PROBLEM DETAILS — Copy the items below, starting at their beginning and ending at the line that contains "point(477, 498)", and substitute "Object" for each "Target" while leaving everything else unchanged. Omit the pictures from your answer.

[Stored data]
□ □ □
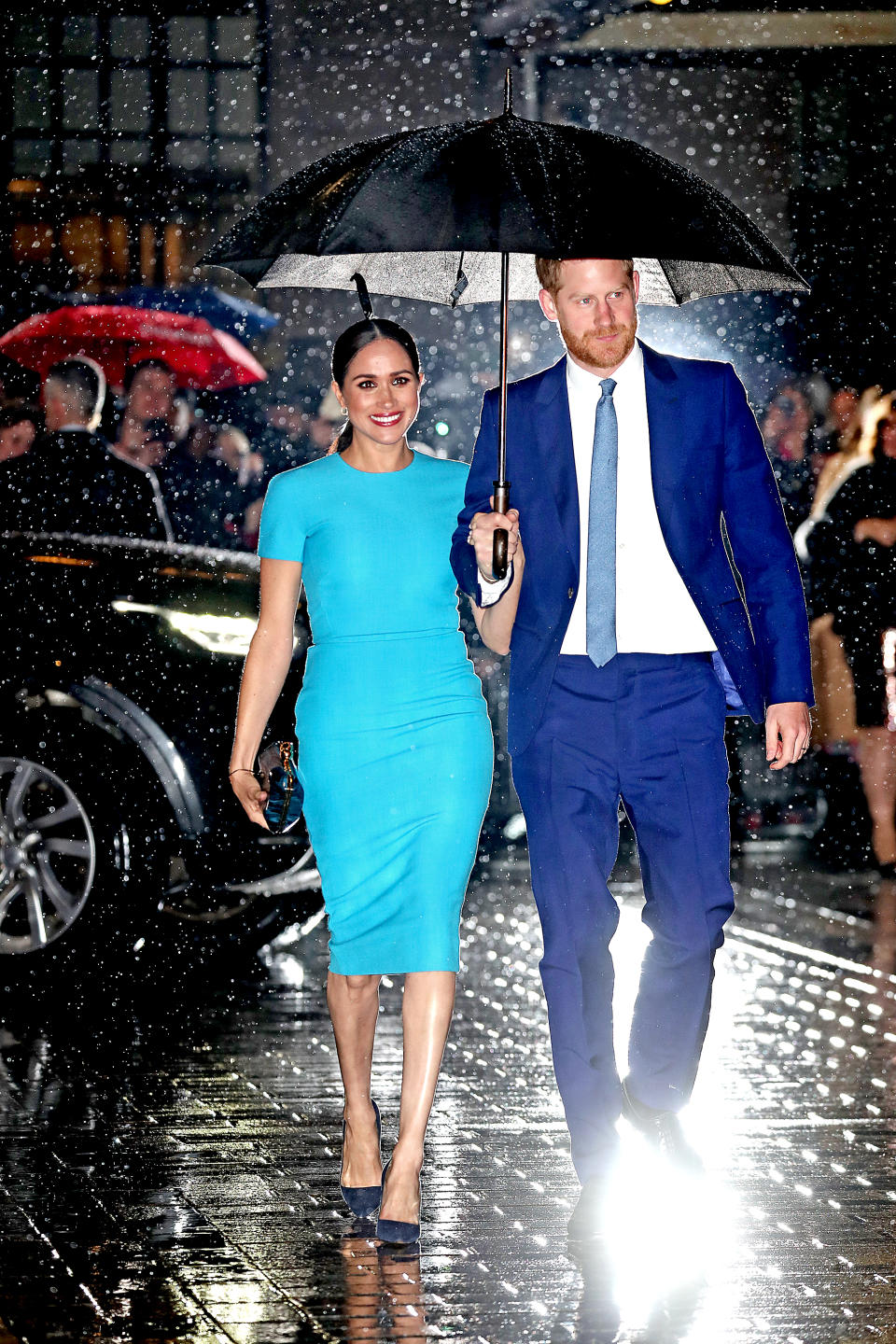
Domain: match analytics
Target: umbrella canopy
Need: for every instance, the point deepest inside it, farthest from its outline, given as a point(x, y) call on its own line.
point(452, 199)
point(238, 316)
point(455, 214)
point(116, 338)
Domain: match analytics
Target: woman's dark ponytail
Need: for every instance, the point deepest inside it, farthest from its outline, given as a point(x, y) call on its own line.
point(351, 343)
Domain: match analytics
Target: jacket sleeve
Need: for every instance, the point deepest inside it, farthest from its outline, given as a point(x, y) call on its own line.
point(764, 554)
point(477, 498)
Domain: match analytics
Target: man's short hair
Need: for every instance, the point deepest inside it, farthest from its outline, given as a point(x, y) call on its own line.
point(131, 372)
point(548, 271)
point(15, 413)
point(83, 381)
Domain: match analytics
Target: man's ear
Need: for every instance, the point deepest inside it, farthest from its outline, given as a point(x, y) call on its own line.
point(548, 307)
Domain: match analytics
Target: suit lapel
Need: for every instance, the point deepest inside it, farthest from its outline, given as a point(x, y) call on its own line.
point(553, 437)
point(668, 449)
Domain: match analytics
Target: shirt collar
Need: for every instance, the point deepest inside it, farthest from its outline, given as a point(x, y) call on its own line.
point(581, 384)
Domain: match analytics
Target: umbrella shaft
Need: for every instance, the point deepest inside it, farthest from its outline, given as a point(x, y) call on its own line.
point(505, 272)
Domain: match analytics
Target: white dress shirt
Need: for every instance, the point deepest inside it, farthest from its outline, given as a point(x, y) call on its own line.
point(654, 610)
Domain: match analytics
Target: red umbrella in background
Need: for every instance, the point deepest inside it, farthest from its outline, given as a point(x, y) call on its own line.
point(115, 338)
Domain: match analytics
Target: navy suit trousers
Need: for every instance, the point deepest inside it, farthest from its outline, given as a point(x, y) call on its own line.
point(649, 730)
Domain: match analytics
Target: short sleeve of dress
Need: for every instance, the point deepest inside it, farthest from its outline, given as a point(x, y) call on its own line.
point(282, 530)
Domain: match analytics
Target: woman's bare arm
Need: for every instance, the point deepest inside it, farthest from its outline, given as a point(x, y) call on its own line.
point(265, 671)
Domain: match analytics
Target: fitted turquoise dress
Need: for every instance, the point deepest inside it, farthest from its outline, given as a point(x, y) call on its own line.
point(394, 739)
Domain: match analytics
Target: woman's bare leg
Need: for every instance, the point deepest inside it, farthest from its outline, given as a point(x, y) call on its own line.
point(877, 763)
point(354, 1004)
point(426, 1016)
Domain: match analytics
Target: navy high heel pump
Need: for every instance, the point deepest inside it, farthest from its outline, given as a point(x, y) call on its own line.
point(392, 1231)
point(363, 1200)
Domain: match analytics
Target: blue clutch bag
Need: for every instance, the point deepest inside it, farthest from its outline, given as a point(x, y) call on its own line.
point(285, 793)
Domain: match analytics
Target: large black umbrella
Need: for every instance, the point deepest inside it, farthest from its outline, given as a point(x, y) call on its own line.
point(455, 214)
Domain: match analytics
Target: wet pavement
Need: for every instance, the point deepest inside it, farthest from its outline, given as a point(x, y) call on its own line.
point(170, 1155)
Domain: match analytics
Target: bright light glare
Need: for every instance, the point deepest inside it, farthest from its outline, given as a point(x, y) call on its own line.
point(216, 633)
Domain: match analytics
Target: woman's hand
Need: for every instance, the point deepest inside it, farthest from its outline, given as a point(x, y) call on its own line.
point(881, 530)
point(251, 796)
point(481, 538)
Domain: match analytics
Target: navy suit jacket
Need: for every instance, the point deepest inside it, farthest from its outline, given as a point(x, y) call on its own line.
point(708, 463)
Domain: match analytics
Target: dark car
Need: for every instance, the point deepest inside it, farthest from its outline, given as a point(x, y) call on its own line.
point(119, 684)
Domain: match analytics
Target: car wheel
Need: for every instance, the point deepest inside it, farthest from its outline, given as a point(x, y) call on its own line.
point(64, 868)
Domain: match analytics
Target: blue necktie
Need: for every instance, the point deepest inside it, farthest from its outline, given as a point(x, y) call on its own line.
point(601, 595)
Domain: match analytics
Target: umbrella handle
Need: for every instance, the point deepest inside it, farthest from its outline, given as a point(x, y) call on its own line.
point(500, 537)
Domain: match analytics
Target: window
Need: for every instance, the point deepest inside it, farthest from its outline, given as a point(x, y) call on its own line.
point(110, 91)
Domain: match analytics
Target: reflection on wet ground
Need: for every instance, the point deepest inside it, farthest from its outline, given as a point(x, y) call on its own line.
point(170, 1156)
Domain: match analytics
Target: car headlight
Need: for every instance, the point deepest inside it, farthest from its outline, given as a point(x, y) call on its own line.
point(216, 633)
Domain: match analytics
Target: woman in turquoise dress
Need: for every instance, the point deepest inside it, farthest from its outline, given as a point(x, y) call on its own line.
point(394, 741)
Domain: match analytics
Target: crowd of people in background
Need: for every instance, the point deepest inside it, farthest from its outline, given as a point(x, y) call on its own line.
point(149, 460)
point(204, 479)
point(834, 460)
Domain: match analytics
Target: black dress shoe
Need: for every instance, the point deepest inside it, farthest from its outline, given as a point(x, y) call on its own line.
point(587, 1221)
point(661, 1129)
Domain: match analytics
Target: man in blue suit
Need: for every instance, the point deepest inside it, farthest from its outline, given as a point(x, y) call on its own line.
point(630, 637)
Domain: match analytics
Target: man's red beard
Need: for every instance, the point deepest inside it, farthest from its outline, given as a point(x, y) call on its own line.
point(601, 354)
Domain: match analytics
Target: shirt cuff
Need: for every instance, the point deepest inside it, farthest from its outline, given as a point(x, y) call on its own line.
point(489, 593)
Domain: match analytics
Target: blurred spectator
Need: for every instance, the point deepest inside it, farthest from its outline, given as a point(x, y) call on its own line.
point(841, 414)
point(19, 427)
point(855, 445)
point(788, 433)
point(149, 387)
point(234, 451)
point(203, 498)
point(70, 482)
point(853, 566)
□ □ □
EXPECTED ANSWER —
Domain: match analytics
Object: umbrella canopy
Need: for every instance, the point deepest inside it, farthest from its outline, given as a point(x, y) call on its own line.
point(452, 199)
point(238, 316)
point(455, 214)
point(116, 338)
Domain: match analytics
Object: woman's dark ponytail
Need: for every instance, the point deepest inside it, farthest from its outline, given as a point(x, y) call on its own line.
point(351, 343)
Domain: match analytics
Object: jacket sleeve
Need: for every instance, the point deepest inside it, farthest from its outline, given as a point(x, y) call on its own line.
point(764, 554)
point(477, 498)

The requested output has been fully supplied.